◆ Task instructions: Rename "Query" to "Label" in the records between the line holding "of the street" and the end of the records, inclusive, and give back only those lines with nothing else changed.

◆ Data shown:
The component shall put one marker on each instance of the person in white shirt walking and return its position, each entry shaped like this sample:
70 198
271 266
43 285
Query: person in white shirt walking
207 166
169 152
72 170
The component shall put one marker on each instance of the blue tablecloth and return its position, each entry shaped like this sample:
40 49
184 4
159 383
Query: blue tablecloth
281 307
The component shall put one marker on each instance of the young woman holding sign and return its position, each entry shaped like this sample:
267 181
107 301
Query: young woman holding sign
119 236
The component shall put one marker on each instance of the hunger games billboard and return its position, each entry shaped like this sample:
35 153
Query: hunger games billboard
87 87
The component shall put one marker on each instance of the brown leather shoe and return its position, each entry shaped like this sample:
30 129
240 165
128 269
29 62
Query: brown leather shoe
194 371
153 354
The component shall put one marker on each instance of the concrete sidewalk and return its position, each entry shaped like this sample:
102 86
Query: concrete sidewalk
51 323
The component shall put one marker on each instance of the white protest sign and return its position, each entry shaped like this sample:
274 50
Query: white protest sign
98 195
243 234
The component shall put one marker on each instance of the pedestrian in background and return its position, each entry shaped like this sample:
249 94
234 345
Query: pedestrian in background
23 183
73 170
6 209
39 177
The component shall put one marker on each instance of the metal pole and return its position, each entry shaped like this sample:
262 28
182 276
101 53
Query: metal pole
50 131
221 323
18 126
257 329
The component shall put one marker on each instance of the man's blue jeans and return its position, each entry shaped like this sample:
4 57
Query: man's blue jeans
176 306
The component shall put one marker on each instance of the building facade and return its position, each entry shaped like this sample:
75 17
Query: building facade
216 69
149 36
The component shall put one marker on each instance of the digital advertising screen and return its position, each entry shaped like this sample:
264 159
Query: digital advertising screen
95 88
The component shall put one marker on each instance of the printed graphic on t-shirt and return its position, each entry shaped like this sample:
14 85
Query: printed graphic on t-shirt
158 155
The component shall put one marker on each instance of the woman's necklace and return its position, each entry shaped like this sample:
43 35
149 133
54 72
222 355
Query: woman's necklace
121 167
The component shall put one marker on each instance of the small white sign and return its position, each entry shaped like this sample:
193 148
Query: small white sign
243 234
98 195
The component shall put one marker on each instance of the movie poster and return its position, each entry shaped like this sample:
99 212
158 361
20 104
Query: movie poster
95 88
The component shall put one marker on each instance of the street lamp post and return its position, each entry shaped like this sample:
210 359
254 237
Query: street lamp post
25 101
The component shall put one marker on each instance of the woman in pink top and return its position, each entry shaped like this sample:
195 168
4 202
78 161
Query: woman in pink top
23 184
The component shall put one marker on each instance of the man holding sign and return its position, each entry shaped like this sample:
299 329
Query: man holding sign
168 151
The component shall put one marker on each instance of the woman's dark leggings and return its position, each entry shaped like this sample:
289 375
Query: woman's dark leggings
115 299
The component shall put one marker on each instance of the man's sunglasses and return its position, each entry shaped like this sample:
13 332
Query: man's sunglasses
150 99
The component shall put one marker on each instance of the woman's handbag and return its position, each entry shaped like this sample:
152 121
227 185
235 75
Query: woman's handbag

◆ In response:
The component shall put one marker on each instance of the street lamp post and return its position, each entry shaped like this sample:
210 359
254 237
Label: street lamp post
25 101
The component shall put one marker on each instance of the woman in pink top and return its position, each entry shaped like this sample:
195 168
4 202
78 161
Label: woman in pink top
23 184
The component shall put one marker on each instance of the man holding sign and return its position, each entry shaped like this sample:
299 329
Label: man holding sign
168 151
The component shall put one marker on each instance of the woman's dark leggings and return its position, each entry shaped like this sample:
289 375
Label: woman's dark leggings
115 299
The component shall put one marker on each instance of the man's sunglasses and return its position, each entry shaped like this sample:
13 332
Label: man's sunglasses
150 99
The component shall put one marker on each instance of the woman's handbag and return its position, each entry shaped like this sample:
152 121
227 185
235 75
Label: woman's handbag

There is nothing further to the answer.